| AIM OF THE TASK |
Take each line of the data that contains the string "utility" and copy it.

Referring expression data:
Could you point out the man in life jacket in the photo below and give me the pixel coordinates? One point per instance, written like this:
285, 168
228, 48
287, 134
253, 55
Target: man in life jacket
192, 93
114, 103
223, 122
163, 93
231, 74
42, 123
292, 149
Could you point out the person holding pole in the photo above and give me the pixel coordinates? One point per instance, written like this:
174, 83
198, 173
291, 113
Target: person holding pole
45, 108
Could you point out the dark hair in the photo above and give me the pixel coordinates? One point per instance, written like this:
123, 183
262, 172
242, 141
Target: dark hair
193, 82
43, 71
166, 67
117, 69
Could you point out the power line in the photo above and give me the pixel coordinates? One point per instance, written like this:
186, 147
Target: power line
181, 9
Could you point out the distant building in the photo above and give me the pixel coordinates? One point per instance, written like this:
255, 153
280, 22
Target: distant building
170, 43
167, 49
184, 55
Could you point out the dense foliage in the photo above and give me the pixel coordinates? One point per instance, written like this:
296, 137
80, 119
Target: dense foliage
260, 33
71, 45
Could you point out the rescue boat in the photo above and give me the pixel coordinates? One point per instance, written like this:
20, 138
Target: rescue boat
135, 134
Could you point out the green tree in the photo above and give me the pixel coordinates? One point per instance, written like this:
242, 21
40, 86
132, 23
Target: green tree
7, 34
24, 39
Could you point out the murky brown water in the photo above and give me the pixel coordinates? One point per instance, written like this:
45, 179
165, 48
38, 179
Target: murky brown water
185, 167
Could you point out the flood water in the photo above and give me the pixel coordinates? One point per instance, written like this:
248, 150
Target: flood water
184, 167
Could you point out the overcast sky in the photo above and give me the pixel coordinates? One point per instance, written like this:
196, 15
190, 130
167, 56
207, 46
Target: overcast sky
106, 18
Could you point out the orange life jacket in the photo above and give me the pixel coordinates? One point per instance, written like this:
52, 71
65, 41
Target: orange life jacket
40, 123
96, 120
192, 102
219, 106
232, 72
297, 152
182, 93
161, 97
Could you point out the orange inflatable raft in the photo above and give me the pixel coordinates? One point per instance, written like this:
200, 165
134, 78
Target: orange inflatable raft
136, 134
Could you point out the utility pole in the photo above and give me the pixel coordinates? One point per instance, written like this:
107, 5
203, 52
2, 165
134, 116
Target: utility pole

| ANSWER AREA |
Could you point out the utility pole in the photo above and give me the pixel coordinates? One point per instance, written like this:
Target: utility pole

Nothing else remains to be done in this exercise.